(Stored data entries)

------------------------------------------------------------

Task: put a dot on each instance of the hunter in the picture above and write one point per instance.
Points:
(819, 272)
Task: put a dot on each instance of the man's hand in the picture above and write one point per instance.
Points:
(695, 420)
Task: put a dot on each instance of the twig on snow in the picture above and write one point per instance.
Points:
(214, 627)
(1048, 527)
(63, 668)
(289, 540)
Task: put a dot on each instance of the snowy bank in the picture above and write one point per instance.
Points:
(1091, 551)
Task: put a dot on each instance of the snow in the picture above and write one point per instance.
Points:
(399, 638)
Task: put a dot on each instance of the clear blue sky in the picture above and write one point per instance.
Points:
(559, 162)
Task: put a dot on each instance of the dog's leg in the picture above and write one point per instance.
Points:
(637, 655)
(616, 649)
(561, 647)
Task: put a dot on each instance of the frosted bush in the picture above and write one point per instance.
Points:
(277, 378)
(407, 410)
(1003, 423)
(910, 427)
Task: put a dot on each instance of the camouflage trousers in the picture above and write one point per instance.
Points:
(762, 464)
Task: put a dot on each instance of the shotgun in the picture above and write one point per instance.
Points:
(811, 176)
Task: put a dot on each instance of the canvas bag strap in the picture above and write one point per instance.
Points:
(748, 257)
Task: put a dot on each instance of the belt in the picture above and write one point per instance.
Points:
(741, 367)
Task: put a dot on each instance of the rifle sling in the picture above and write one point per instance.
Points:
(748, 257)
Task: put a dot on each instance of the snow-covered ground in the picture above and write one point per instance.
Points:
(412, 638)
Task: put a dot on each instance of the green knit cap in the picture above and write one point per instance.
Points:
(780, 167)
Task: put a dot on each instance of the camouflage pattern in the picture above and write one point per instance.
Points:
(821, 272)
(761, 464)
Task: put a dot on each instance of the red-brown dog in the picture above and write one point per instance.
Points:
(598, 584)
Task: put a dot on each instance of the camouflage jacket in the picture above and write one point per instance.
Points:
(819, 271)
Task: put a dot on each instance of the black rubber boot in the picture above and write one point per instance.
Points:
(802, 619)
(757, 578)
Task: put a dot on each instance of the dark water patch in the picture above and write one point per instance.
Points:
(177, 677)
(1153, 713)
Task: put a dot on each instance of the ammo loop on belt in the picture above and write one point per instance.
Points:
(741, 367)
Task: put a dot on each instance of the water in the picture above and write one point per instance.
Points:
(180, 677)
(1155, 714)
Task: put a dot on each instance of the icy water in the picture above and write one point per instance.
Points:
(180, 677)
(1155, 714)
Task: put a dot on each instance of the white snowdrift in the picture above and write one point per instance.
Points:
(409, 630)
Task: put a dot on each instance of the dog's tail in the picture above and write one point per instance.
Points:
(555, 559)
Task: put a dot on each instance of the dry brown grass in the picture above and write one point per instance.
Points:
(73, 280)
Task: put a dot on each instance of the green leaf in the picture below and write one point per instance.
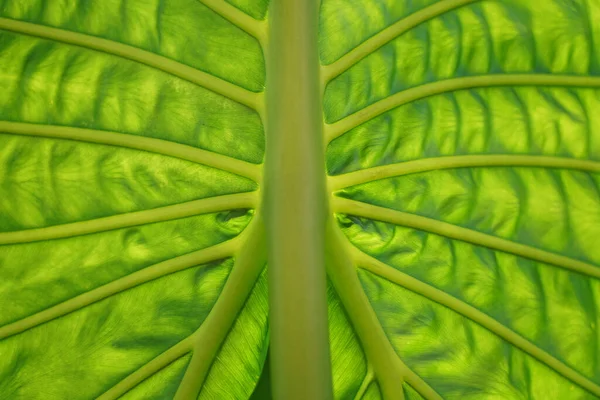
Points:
(157, 156)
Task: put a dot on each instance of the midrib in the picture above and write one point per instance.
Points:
(296, 204)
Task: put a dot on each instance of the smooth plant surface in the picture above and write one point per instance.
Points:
(459, 219)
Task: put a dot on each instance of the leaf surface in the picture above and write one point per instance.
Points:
(463, 155)
(463, 197)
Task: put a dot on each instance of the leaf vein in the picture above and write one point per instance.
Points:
(156, 271)
(430, 292)
(406, 96)
(367, 175)
(175, 68)
(153, 145)
(388, 34)
(463, 234)
(135, 218)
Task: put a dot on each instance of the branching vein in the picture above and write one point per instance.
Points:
(210, 82)
(388, 368)
(463, 161)
(250, 260)
(338, 128)
(158, 146)
(216, 252)
(191, 208)
(390, 33)
(238, 18)
(385, 271)
(151, 368)
(463, 234)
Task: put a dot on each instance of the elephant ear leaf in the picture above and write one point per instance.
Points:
(464, 156)
(131, 255)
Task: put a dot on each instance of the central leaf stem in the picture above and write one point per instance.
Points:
(296, 204)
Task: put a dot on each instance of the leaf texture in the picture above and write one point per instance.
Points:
(463, 176)
(463, 156)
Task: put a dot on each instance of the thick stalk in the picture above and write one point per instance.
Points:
(296, 204)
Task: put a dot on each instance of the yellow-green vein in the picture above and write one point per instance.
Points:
(369, 377)
(158, 146)
(216, 252)
(251, 26)
(210, 82)
(365, 210)
(249, 261)
(190, 208)
(163, 360)
(388, 34)
(385, 271)
(463, 161)
(338, 128)
(389, 370)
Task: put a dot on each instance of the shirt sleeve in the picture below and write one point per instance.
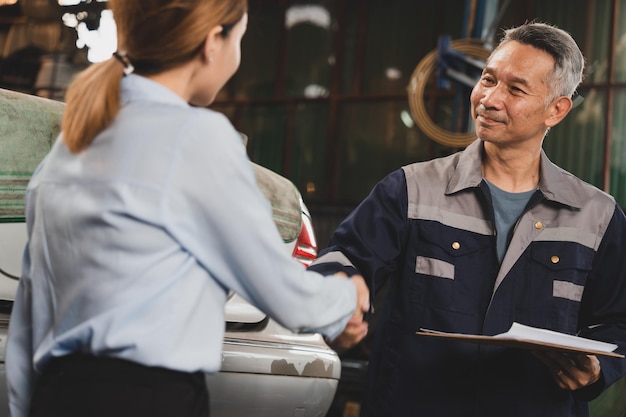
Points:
(603, 309)
(214, 208)
(370, 241)
(19, 353)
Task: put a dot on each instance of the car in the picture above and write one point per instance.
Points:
(266, 370)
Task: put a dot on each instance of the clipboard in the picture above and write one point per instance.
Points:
(526, 337)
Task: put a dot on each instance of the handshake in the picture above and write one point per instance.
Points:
(357, 327)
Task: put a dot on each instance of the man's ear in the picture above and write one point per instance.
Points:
(557, 110)
(212, 44)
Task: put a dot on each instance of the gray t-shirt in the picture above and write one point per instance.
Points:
(507, 208)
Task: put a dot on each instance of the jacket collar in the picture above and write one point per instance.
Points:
(555, 183)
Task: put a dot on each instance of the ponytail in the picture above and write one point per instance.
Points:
(92, 102)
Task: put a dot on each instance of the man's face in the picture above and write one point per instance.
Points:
(509, 100)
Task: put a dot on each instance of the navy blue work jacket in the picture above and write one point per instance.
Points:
(428, 231)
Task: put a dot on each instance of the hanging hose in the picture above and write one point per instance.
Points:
(417, 85)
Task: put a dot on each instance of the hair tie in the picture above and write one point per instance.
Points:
(128, 67)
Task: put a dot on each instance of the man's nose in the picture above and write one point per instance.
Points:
(493, 96)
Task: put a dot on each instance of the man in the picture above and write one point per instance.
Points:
(493, 235)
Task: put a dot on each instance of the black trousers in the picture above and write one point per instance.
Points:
(88, 386)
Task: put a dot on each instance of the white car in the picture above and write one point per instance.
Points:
(267, 370)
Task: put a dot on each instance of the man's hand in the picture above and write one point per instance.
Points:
(356, 329)
(571, 372)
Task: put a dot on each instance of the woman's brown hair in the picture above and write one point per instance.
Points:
(154, 35)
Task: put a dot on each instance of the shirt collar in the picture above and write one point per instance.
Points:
(136, 88)
(555, 183)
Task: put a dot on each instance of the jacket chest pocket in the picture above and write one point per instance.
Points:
(453, 269)
(559, 272)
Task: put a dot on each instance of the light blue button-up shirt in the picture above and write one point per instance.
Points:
(135, 242)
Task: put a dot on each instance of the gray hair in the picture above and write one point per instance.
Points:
(569, 61)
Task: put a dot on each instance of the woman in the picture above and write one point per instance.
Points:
(141, 219)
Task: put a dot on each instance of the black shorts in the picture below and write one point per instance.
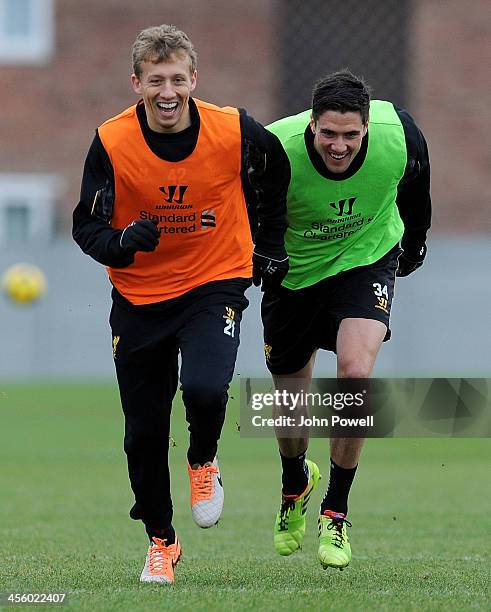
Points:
(297, 322)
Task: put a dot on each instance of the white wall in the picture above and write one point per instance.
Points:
(441, 319)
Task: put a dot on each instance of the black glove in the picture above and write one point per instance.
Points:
(410, 259)
(140, 236)
(270, 271)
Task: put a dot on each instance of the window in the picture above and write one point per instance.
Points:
(26, 31)
(27, 204)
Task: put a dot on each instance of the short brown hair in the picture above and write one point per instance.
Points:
(158, 43)
(342, 92)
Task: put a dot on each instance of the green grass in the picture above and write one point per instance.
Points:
(420, 511)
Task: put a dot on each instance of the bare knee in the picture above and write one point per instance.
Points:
(354, 369)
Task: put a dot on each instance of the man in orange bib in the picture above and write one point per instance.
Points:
(172, 188)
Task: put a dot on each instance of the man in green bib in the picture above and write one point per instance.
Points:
(359, 209)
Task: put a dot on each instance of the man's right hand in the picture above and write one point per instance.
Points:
(140, 236)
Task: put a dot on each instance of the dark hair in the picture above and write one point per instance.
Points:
(342, 92)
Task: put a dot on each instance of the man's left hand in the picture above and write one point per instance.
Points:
(410, 260)
(269, 271)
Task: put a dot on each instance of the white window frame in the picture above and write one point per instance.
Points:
(37, 47)
(38, 193)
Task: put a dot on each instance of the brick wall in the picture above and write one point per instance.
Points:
(50, 113)
(451, 100)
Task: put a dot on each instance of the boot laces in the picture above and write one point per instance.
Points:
(202, 481)
(336, 525)
(160, 555)
(286, 506)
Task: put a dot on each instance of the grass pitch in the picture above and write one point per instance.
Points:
(420, 511)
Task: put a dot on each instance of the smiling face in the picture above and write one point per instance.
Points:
(166, 88)
(337, 138)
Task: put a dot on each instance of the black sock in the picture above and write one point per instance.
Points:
(294, 477)
(340, 480)
(166, 533)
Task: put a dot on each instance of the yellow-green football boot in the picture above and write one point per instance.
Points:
(334, 546)
(289, 527)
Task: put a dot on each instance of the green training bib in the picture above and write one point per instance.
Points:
(334, 226)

------------------------------------------------------------

• _WHAT THE EXERCISE ASKS_: Show all lines in the entries above where the string "gray" appears.

• _ANSWER_:
Task: put a dot on each instance of the gray t-shirt in the picture above and write one point per instance.
Task: put a dot on each instance of the gray hair in the picture above and write one point per instance.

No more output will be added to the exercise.